» **Job**
In full and without deviation, write out the entries that follow.

» **Exercise input**

○ ○ ○ ○ ○ ○ ○

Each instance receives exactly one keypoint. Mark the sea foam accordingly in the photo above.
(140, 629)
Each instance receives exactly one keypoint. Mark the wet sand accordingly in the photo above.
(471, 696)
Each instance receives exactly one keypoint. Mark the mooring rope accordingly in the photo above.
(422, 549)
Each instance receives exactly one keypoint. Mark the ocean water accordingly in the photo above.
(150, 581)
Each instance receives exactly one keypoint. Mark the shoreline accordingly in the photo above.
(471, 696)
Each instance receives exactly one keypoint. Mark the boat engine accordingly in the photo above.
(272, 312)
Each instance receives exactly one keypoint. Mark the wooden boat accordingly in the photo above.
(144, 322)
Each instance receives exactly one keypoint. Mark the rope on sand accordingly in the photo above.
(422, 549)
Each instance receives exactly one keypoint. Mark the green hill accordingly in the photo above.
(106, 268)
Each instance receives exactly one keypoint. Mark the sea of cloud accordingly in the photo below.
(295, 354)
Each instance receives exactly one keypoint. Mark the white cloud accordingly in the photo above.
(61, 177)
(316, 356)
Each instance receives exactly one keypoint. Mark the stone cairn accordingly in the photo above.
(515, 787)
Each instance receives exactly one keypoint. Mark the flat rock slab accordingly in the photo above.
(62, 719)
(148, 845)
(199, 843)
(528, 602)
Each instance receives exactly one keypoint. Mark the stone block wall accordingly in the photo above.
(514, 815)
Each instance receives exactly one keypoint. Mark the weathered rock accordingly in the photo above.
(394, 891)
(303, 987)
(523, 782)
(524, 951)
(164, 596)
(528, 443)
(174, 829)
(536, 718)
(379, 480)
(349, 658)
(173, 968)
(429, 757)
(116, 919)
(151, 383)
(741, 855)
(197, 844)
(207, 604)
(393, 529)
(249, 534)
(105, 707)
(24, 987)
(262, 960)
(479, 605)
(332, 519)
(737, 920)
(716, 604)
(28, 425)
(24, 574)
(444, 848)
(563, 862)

○ ○ ○ ○ ○ ○ ○

» **Correct output**
Each instance receives exactly one keypoint. Mark the sea foam accordingly in the photo above.
(140, 629)
Each instance receives exactly one keypoint. Mark the wet sand accordingly in the photo above.
(471, 696)
Each instance receives exactly one keypoint. Mark the mooring rope accordingly in the photo above.
(422, 549)
Each instance receives exactly one keypoint. Mark the ocean water accordingly in the photo above.
(150, 581)
Each instance receives exactly one keypoint. Mark the shoreline accordingly in the photo above.
(471, 696)
Each instance receives exactly one keypoint. Mark the boat engine accordingly in the photo above.
(272, 312)
Each instance receives exactly one keypoint. Mark the wooden boat accordingly in the photo above.
(144, 322)
Each instance receives exactly one keypoint. Mark the rope on sand accordingly in the photo above.
(422, 549)
Each instance receives exactly one keypoint. Mark the green hill accordingly in the photo above.
(106, 268)
Each instance receives exactly one keypoint. Mark the sea of cloud accordingly in the photo below.
(295, 354)
Each instance receives exactly one keypoint. Mark the white cloud accordingly in the photo above.
(61, 177)
(316, 356)
Each instance receives exactly one keypoint. Mark the stone cairn accordingly in the photo above.
(515, 787)
Each instance receives exactly one keypoint. Mark the flat rock slab accordingly in the photo above.
(62, 719)
(148, 845)
(199, 843)
(528, 602)
Each instance receives exactly one keypoint. Mark the stone block wall accordingly in the photo above.
(514, 815)
Each instance receives exactly one keypoint. Mark the weathered rock accordingly in the photo above.
(394, 891)
(303, 987)
(523, 782)
(524, 951)
(164, 596)
(528, 443)
(174, 829)
(536, 718)
(379, 480)
(349, 658)
(173, 968)
(429, 757)
(116, 919)
(151, 383)
(741, 855)
(197, 844)
(207, 604)
(393, 529)
(249, 534)
(105, 707)
(24, 987)
(262, 960)
(479, 605)
(332, 519)
(737, 920)
(716, 604)
(28, 425)
(24, 574)
(444, 848)
(563, 862)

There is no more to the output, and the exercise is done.